_OBJECTIVE A:_ According to the forum reply on selecting a random record, what disadvantage does the alternative data representation have?
_OBJECTIVE B:_ From the forum reply on selecting a random record, reproduce the passage starting at "I see these" and ending at "doing this right.".
#### DOCUMENT EXTRACT ####
Re: random record from small set

From

Jan Poslusny

Date:

15 February 2005, 16:20:29

And what about another data representation like

create table r1 (
   i int,
   chance_from numeric,
   chance_to numeric
)
, you can select one random row in one select, for instance
select * from r1 where chance_from <= $rnd and chance_to > $rnd;

I see these advantages
- Only one select.
- Indices can improve performance if r1 has many rows.

and disadvantage
- Tricky update


Jeff Davis wrote:

>I am trying to retrieve a random record (according to a chance
>attribute) from a small set of records, each with a "chance" attribute.
>This may eventually be somwhat of a performance concern, so I'd like to
>make sure I'm doing this right.
>
>Here's what I have so far:
>
>create table r1 (
>   i int,
>   chance numeric
>)
>create or replace function randrec() returns int as $$
>    $res = spi_exec_query('select i,chance from r1');
>    $r = rand;
>    $accum = 0;
>    $i = 0;
>    while($accum < $r) {
>        $accum += $res->{rows}[$i++]->{chance}
>    }
>    return $res->{rows}[$i-1]->{i};
>$$ language plperl;
>
>test=# select * from r1;
> i | chance
>---+--------
> 1 |   0.25
> 2 |   0.20
> 3 |   0.15
> 4 |   0.10
> 5 |   0.30
>
>
>That seems to work, in that out of 10k times, I got the following
>numbers of each:
>1 2479
>2 1959
>3 1522
>4 950
>5 3090
>
>But I have a few questions:
>* Am I right to use NUMERIC for the chance attribute?
#### RECORDS ####
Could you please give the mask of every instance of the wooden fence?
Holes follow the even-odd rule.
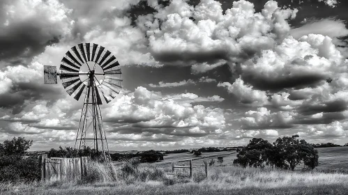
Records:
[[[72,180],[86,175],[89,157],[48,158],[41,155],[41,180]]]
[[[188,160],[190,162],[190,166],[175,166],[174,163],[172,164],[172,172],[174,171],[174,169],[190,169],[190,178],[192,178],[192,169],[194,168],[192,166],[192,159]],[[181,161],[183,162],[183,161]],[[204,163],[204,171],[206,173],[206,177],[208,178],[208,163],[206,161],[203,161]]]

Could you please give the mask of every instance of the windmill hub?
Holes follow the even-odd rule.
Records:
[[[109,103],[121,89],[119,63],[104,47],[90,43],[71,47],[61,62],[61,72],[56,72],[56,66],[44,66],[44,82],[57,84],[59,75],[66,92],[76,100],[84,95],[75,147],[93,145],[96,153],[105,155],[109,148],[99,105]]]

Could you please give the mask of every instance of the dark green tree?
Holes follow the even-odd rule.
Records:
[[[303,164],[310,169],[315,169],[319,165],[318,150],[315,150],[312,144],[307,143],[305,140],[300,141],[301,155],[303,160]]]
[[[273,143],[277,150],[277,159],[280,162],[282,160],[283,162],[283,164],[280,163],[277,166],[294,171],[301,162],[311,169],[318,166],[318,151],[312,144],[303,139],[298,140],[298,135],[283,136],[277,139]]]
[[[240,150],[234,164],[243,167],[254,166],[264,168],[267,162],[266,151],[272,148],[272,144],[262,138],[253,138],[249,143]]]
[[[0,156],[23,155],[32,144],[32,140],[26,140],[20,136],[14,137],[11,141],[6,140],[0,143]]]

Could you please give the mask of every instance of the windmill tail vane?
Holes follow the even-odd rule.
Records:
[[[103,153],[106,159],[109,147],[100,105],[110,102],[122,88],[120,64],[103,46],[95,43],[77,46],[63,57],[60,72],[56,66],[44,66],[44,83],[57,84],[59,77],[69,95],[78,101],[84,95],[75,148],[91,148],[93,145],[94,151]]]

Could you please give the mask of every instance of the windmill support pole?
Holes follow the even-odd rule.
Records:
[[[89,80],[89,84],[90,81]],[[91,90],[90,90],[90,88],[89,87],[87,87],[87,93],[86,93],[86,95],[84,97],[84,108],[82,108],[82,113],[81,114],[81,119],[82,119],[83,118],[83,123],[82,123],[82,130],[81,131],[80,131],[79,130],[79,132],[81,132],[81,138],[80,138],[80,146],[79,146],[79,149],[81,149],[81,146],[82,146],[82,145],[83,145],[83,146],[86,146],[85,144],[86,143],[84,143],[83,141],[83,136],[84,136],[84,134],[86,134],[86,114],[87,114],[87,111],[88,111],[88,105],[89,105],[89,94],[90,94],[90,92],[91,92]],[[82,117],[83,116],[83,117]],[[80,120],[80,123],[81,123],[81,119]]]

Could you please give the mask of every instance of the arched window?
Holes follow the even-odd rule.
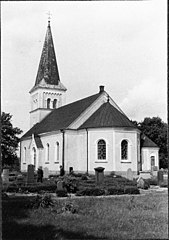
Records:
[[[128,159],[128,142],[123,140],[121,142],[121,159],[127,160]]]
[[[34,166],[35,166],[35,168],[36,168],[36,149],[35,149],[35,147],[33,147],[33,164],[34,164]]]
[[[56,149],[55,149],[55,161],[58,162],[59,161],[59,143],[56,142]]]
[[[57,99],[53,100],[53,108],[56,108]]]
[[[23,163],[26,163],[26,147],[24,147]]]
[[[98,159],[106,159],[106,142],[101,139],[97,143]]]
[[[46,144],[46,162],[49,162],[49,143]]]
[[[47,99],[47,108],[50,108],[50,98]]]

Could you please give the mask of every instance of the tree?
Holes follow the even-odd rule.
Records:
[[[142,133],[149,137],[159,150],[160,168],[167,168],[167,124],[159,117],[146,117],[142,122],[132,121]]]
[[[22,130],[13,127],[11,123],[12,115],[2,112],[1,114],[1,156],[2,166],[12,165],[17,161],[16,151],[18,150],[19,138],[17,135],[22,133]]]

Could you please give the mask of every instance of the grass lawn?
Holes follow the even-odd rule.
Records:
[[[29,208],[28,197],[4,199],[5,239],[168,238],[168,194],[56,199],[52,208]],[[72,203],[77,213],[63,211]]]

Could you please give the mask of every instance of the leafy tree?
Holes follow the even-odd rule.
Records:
####
#### RECORDS ####
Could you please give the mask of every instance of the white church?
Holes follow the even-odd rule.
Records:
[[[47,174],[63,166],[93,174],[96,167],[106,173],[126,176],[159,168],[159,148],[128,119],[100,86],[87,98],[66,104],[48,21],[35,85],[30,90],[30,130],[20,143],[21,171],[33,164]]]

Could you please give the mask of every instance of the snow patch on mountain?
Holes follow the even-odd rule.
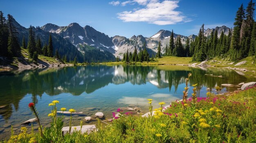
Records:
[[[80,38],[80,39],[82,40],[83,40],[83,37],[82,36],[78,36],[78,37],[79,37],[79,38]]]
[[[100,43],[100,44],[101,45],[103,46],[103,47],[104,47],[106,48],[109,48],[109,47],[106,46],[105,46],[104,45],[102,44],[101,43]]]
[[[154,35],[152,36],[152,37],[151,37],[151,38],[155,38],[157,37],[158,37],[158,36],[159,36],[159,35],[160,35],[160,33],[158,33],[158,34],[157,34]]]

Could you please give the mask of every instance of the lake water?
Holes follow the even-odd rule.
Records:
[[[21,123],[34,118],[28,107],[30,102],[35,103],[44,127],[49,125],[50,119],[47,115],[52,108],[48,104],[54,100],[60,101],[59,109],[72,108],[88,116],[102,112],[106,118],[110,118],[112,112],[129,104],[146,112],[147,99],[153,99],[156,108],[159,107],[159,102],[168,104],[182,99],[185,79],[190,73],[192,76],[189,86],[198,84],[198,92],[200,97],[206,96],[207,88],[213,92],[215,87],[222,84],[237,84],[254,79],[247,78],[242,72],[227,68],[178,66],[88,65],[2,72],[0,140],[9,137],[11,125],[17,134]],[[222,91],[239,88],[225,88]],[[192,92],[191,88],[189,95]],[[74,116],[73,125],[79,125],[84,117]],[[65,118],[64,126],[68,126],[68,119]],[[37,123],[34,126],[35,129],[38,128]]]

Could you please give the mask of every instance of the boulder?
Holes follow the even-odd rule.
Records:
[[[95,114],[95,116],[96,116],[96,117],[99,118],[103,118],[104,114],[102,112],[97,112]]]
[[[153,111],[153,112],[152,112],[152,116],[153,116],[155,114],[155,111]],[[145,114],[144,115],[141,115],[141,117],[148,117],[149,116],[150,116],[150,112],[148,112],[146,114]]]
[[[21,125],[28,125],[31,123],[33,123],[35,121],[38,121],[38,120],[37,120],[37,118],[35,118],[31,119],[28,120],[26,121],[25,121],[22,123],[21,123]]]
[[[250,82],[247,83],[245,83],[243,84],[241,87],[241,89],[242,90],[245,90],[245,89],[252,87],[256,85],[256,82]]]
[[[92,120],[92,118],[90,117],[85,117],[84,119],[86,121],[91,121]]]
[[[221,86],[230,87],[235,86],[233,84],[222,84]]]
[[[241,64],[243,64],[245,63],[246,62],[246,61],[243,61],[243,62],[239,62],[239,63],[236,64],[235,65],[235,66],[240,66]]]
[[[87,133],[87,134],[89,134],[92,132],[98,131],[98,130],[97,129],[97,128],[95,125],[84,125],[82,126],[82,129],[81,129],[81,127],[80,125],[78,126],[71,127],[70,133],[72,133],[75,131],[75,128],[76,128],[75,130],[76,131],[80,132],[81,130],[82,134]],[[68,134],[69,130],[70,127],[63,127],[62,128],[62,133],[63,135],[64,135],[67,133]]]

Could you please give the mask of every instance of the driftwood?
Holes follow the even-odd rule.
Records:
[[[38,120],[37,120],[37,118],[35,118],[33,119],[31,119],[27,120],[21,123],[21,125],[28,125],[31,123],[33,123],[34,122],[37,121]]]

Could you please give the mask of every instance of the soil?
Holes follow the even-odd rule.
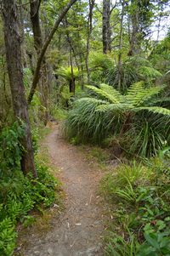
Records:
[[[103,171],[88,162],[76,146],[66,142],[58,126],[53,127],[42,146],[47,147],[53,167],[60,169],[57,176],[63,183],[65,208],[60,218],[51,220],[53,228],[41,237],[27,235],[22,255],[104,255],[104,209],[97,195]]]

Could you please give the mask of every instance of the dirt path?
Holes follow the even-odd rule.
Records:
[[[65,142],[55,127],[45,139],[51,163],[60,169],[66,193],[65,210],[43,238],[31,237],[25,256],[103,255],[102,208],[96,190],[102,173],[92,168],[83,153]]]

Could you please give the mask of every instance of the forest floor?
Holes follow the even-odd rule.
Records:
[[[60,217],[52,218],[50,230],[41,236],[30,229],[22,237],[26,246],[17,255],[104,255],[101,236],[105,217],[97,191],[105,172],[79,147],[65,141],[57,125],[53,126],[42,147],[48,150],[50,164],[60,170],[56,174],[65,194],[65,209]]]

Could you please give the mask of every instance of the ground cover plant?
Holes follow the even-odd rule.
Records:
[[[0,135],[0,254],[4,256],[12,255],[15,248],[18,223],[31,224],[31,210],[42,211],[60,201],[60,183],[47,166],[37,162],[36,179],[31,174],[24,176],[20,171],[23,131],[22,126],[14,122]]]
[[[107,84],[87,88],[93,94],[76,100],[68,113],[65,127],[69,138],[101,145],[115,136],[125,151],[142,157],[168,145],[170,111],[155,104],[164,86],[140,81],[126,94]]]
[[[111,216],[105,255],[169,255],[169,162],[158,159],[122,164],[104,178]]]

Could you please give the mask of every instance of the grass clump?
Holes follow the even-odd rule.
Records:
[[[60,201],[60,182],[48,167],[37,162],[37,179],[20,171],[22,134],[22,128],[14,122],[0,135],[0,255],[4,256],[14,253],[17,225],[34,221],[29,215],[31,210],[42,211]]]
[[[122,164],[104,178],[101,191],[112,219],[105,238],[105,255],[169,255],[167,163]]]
####
_CORRECT OUTPUT A:_ A tricky update.

_CORRECT OUTPUT B:_
I see these advantages
- Only one select.
- Indices can improve performance if r1 has many rows.

and disadvantage
- Tricky update


Jeff Davis wrote:

>I am trying to retrieve a random record (according to a chance
>attribute) from a small set of records, each with a "chance" attribute.
>This may eventually be somwhat of a performance concern, so I'd like to
>make sure I'm doing this right.